» Your objective: Copy out the material below word for word, from its first line through the line that contains "box: [0, 130, 271, 264]", both ends included.

» Provided data:
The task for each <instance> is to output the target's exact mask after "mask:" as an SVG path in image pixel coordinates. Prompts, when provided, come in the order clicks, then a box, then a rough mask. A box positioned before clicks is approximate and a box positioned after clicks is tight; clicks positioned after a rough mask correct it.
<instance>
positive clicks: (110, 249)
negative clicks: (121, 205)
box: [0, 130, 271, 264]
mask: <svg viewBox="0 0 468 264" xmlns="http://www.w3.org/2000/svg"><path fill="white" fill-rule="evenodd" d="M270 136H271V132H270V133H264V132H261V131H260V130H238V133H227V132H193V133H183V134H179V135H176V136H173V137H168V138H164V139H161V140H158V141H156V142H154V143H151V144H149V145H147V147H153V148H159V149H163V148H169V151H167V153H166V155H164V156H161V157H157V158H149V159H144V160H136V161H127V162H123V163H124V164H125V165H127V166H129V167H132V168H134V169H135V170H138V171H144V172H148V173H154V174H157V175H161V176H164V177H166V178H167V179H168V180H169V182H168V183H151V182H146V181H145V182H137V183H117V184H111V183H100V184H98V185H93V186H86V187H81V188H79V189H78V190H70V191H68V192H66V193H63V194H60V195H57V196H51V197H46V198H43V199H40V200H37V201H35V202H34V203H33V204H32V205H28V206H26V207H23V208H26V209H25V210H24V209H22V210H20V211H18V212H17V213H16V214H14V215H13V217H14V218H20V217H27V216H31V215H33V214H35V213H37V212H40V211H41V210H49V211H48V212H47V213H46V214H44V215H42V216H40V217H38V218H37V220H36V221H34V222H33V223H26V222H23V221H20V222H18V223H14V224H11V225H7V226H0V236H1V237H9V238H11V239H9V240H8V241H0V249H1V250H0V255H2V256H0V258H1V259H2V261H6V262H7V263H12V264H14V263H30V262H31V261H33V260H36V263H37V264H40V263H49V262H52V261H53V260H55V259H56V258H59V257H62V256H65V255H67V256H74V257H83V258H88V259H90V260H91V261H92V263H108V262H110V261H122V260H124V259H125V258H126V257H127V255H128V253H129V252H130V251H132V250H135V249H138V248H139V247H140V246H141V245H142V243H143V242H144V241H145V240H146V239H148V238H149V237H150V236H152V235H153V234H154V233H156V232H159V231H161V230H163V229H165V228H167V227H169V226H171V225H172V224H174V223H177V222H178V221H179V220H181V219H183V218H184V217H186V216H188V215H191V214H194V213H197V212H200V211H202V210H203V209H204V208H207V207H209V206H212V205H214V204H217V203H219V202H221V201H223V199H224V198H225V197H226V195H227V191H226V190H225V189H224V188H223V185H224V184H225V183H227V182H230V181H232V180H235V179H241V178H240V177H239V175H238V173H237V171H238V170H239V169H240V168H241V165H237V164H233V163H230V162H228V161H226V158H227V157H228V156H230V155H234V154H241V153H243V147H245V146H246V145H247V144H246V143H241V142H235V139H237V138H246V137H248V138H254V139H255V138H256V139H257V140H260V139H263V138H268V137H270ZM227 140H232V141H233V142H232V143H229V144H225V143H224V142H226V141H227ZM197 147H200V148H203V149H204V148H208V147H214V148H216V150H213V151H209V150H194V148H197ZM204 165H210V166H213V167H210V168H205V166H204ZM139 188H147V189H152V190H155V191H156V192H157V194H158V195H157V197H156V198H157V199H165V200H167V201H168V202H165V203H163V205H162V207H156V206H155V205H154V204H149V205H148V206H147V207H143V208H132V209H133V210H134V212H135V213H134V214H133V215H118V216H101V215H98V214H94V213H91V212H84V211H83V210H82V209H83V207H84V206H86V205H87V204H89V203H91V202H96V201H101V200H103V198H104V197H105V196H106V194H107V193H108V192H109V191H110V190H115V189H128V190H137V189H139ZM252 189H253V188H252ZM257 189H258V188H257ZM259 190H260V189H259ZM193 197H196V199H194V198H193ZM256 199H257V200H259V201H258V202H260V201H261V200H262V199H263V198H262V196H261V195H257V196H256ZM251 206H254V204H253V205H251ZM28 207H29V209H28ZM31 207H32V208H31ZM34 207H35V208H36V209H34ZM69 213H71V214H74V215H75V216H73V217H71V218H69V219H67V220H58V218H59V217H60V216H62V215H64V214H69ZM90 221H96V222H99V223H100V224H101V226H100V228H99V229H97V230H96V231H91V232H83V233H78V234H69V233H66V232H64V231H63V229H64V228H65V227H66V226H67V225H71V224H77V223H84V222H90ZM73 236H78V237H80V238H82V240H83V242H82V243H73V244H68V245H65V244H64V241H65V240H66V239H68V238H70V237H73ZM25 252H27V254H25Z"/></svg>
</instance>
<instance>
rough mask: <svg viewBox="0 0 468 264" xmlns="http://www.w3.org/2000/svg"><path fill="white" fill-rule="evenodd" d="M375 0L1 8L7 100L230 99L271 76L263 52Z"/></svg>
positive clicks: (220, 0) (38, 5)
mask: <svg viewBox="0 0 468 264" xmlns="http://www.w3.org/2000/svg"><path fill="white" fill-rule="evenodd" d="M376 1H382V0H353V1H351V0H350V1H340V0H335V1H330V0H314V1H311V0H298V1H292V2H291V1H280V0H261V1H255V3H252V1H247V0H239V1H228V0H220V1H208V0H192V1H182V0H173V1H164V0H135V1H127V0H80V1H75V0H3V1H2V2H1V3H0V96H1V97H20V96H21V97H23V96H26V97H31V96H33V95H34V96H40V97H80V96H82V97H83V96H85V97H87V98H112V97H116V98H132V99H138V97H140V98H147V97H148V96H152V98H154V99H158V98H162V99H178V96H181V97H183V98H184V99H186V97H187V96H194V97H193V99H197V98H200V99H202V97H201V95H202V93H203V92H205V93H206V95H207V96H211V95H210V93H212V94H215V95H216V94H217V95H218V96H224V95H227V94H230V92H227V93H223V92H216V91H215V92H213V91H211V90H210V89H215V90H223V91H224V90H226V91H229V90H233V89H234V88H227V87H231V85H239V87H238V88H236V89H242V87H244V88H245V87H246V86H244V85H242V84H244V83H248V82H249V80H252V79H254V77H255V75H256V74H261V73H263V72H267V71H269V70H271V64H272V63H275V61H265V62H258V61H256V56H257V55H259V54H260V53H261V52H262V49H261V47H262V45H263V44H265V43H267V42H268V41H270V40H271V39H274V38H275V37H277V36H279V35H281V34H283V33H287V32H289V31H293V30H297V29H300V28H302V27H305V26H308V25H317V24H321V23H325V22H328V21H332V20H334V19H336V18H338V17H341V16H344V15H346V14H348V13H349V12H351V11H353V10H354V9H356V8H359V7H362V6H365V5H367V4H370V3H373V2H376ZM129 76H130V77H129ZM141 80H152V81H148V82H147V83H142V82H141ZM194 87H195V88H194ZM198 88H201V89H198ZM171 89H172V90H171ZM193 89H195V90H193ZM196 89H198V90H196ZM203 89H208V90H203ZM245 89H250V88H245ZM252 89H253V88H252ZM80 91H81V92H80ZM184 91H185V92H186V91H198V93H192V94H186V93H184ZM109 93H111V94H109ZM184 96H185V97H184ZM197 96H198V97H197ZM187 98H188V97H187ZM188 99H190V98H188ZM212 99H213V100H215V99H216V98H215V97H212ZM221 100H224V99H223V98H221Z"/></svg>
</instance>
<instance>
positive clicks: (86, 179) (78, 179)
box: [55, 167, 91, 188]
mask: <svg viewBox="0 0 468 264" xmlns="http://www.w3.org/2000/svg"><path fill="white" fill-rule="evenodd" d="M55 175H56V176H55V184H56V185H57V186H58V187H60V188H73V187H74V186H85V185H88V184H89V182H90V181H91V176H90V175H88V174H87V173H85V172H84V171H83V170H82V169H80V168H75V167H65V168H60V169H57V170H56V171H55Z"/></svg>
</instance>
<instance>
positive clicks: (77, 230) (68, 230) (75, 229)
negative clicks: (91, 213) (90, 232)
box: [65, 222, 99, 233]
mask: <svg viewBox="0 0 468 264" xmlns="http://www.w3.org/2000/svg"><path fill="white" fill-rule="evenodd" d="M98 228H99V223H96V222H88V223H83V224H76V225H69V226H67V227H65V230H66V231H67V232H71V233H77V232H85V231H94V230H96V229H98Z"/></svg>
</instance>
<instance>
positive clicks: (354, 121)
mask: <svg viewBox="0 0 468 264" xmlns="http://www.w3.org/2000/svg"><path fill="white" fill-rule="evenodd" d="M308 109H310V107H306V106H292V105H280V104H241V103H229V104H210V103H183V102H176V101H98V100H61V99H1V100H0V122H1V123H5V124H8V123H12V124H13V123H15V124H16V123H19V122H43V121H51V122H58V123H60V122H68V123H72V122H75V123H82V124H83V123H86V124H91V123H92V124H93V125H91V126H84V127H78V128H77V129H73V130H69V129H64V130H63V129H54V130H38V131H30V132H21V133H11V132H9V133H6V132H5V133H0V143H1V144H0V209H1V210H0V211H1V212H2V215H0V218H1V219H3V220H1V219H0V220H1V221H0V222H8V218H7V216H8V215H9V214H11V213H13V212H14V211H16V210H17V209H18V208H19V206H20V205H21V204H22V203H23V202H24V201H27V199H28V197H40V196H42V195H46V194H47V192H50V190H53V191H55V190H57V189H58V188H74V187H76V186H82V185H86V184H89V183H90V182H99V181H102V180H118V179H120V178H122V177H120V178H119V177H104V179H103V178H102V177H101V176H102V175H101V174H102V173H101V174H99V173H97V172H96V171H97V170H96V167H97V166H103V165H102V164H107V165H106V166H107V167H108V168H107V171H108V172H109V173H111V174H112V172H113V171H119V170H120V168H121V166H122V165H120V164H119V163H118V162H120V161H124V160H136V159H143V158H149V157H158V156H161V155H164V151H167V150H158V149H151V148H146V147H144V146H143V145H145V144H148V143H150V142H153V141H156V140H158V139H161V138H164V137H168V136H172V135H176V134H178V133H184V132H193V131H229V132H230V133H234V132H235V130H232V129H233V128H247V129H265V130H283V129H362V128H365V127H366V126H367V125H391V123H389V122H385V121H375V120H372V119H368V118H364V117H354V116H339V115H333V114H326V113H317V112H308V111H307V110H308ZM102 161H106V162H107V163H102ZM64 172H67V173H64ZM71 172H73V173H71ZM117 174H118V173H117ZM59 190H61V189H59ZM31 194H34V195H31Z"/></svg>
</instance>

» Output of the exercise:
The task for each <instance> is to output the target's exact mask after "mask:" as an SVG path in image pixel coordinates. Prompts, when provided, come in the order clicks, then a box, then a rough mask. A box positioned before clicks is approximate and a box positioned after clicks is tight; clicks positioned after a rough mask correct it.
<instance>
positive clicks: (110, 249)
negative clicks: (121, 205)
box: [0, 130, 271, 264]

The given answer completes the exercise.